Excerpts of pointing data:
------------------------------

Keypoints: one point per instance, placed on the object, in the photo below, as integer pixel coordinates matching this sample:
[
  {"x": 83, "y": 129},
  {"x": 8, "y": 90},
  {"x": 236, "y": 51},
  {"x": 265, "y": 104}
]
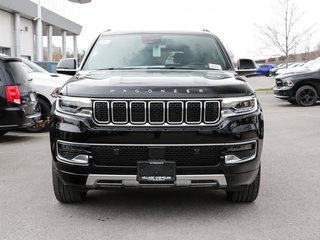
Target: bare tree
[{"x": 283, "y": 36}]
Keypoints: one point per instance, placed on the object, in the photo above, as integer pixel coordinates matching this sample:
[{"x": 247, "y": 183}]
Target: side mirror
[
  {"x": 246, "y": 67},
  {"x": 67, "y": 66}
]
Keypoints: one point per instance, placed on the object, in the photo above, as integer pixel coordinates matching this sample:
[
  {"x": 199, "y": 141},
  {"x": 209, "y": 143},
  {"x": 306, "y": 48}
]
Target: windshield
[
  {"x": 175, "y": 51},
  {"x": 32, "y": 67}
]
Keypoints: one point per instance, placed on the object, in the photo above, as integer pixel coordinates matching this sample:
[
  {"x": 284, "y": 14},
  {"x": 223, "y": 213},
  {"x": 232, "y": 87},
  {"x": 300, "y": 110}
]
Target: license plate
[
  {"x": 32, "y": 97},
  {"x": 156, "y": 171}
]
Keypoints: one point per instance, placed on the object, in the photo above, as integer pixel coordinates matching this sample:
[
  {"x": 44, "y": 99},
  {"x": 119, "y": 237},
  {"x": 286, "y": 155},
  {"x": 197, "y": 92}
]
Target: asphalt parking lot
[{"x": 287, "y": 207}]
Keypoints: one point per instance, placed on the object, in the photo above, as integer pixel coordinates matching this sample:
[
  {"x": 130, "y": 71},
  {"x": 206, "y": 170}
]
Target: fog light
[
  {"x": 73, "y": 154},
  {"x": 240, "y": 153},
  {"x": 242, "y": 147}
]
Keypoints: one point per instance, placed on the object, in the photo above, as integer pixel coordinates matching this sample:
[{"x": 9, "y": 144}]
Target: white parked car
[{"x": 45, "y": 83}]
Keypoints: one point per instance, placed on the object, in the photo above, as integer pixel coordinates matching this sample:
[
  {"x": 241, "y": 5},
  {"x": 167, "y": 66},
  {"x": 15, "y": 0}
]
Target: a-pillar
[
  {"x": 50, "y": 43},
  {"x": 16, "y": 45},
  {"x": 75, "y": 47},
  {"x": 64, "y": 44}
]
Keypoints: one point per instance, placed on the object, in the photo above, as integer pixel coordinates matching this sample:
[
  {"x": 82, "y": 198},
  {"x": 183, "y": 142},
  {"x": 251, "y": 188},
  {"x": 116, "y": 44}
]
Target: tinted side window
[{"x": 18, "y": 73}]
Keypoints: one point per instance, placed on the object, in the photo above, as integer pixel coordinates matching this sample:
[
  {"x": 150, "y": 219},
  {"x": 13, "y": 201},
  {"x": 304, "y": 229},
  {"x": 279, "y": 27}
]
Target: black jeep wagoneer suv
[{"x": 155, "y": 110}]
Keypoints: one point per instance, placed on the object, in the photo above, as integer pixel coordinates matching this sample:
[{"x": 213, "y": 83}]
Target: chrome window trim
[
  {"x": 246, "y": 159},
  {"x": 182, "y": 112},
  {"x": 117, "y": 122},
  {"x": 163, "y": 112},
  {"x": 204, "y": 112},
  {"x": 159, "y": 145},
  {"x": 94, "y": 112},
  {"x": 145, "y": 112},
  {"x": 192, "y": 101}
]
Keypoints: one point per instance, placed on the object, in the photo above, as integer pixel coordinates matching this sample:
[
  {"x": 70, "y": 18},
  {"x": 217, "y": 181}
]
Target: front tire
[
  {"x": 306, "y": 96},
  {"x": 246, "y": 195},
  {"x": 65, "y": 195}
]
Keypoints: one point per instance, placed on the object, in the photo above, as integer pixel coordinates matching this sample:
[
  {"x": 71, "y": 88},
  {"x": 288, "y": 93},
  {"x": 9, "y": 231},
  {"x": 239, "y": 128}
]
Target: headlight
[
  {"x": 75, "y": 106},
  {"x": 239, "y": 105}
]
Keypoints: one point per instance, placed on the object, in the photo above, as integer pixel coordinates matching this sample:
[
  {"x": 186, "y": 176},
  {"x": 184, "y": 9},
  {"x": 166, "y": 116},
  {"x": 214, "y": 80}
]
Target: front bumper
[
  {"x": 231, "y": 131},
  {"x": 15, "y": 117},
  {"x": 283, "y": 92}
]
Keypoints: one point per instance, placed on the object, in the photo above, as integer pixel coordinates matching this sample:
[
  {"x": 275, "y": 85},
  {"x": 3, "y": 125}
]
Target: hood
[{"x": 156, "y": 84}]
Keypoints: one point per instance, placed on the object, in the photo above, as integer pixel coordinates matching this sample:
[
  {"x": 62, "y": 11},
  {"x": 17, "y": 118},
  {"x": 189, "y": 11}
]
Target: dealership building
[{"x": 24, "y": 24}]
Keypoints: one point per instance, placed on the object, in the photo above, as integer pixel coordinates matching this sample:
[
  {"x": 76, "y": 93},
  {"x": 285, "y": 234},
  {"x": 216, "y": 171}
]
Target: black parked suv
[
  {"x": 301, "y": 86},
  {"x": 156, "y": 110},
  {"x": 18, "y": 102}
]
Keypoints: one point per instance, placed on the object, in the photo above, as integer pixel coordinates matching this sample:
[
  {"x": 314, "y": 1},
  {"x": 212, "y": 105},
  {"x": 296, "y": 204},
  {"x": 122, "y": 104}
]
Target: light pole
[{"x": 80, "y": 1}]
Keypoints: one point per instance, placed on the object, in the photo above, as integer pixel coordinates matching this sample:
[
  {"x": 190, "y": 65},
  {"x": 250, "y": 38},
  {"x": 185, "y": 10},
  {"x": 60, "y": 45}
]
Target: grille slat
[
  {"x": 175, "y": 112},
  {"x": 211, "y": 112},
  {"x": 138, "y": 112},
  {"x": 156, "y": 112},
  {"x": 102, "y": 111},
  {"x": 119, "y": 111}
]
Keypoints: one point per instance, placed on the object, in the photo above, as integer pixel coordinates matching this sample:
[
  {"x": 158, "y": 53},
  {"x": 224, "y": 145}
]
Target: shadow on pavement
[{"x": 14, "y": 138}]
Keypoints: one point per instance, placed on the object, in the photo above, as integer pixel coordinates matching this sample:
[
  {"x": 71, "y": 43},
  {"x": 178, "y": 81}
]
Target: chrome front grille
[{"x": 156, "y": 112}]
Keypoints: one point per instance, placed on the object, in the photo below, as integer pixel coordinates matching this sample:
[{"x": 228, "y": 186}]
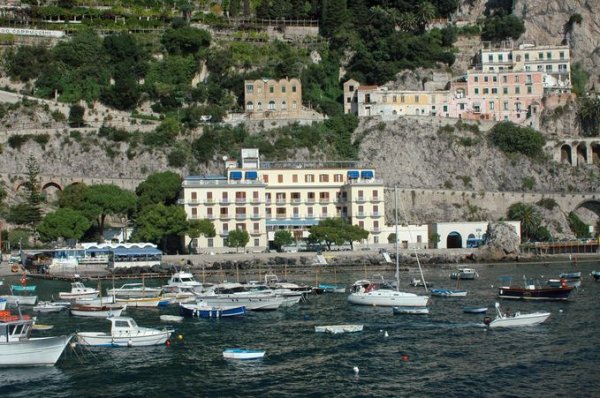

------------------------------

TASK PROMPT: Pick out and copy every line above that contains the word "front", matching its case exactly.

PROBLEM SOLUTION:
Target: front tire
Target: front bumper
Target: chrome front grille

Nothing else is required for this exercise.